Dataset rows
= = = = = = =

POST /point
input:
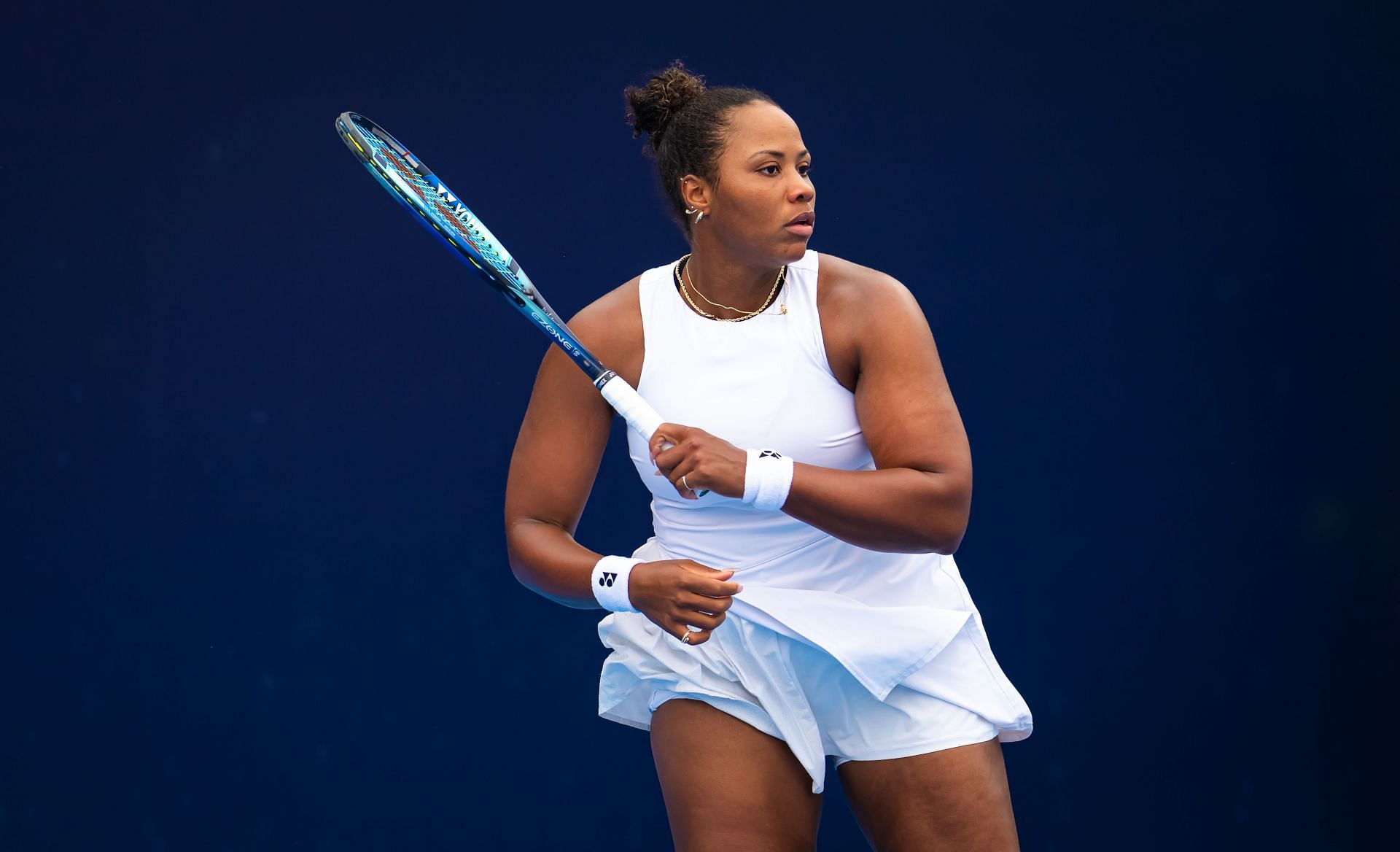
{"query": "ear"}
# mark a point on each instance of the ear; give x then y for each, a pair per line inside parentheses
(695, 193)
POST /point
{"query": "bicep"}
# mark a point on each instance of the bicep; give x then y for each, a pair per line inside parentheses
(902, 397)
(559, 447)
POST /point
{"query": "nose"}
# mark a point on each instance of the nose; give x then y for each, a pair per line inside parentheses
(801, 190)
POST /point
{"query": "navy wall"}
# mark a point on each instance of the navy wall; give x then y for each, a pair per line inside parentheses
(255, 425)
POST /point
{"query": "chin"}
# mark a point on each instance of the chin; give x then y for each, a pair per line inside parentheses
(793, 251)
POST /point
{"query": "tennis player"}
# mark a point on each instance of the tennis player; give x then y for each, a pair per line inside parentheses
(798, 599)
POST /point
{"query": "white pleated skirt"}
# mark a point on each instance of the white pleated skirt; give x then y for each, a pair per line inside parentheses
(782, 687)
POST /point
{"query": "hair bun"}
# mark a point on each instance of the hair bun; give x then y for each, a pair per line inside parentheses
(651, 108)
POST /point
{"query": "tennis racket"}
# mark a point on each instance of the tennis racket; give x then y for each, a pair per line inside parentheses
(444, 214)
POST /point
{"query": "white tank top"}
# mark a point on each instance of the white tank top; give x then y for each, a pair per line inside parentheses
(766, 383)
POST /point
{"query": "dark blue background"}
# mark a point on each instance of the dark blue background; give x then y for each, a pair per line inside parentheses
(254, 425)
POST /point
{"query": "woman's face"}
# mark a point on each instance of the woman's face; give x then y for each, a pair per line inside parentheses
(762, 206)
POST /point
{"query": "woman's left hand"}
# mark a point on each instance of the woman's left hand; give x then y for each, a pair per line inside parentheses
(701, 460)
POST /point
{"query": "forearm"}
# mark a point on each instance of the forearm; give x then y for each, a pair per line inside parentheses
(895, 511)
(545, 558)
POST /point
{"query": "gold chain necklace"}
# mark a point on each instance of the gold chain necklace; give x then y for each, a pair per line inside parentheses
(685, 290)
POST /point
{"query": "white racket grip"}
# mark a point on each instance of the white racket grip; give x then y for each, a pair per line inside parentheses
(630, 406)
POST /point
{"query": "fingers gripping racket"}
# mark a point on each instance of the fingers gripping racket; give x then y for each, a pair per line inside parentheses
(444, 214)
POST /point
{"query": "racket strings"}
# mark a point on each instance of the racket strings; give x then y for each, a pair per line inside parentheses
(464, 226)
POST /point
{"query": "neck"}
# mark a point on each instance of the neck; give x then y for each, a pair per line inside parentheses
(728, 281)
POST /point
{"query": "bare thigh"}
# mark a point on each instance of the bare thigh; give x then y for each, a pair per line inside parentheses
(951, 800)
(730, 786)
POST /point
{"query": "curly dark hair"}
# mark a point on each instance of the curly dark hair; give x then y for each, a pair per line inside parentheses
(686, 125)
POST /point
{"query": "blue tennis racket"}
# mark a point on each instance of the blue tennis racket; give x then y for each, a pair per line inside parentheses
(444, 214)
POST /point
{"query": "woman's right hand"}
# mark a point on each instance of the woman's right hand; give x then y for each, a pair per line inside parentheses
(681, 593)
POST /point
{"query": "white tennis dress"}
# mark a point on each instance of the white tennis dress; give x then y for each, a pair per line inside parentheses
(832, 648)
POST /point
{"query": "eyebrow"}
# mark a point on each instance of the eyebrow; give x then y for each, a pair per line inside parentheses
(780, 155)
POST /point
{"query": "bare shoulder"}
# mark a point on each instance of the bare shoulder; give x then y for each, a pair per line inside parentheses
(858, 293)
(860, 306)
(611, 328)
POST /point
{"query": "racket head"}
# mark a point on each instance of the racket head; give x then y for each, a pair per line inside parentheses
(454, 225)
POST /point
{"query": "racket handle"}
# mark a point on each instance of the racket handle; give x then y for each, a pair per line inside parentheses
(629, 404)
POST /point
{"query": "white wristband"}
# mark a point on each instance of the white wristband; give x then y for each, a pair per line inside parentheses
(768, 479)
(611, 576)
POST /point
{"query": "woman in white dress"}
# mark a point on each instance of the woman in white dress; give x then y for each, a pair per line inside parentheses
(798, 599)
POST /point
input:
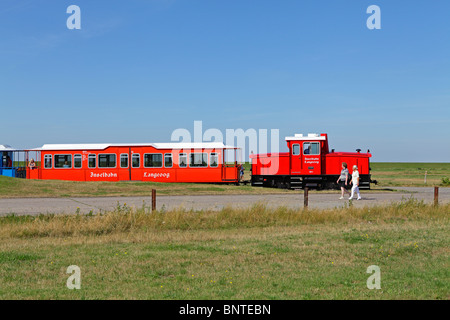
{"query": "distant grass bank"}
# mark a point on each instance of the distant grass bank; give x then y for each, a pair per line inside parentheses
(387, 174)
(255, 253)
(409, 174)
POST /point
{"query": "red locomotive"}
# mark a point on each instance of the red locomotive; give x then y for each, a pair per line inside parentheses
(309, 163)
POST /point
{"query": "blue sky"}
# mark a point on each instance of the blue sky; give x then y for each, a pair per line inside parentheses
(139, 69)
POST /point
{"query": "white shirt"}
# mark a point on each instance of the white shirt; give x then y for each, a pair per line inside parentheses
(355, 176)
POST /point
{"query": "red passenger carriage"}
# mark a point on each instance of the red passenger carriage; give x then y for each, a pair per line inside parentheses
(158, 162)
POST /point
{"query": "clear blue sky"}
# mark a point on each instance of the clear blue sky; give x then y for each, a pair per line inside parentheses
(138, 69)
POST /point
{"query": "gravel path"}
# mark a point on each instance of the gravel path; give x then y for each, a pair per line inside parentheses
(33, 206)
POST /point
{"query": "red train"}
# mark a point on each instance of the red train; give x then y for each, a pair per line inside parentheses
(309, 163)
(157, 162)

= = = = = = =

Identify every line in the dataset rows above that contains the word "nose", and copy each of those lines.

• FULL OUTPUT
{"query": "nose"}
# mark a point on each instance of the nose; give x then y for each, a pair per line inside parentheses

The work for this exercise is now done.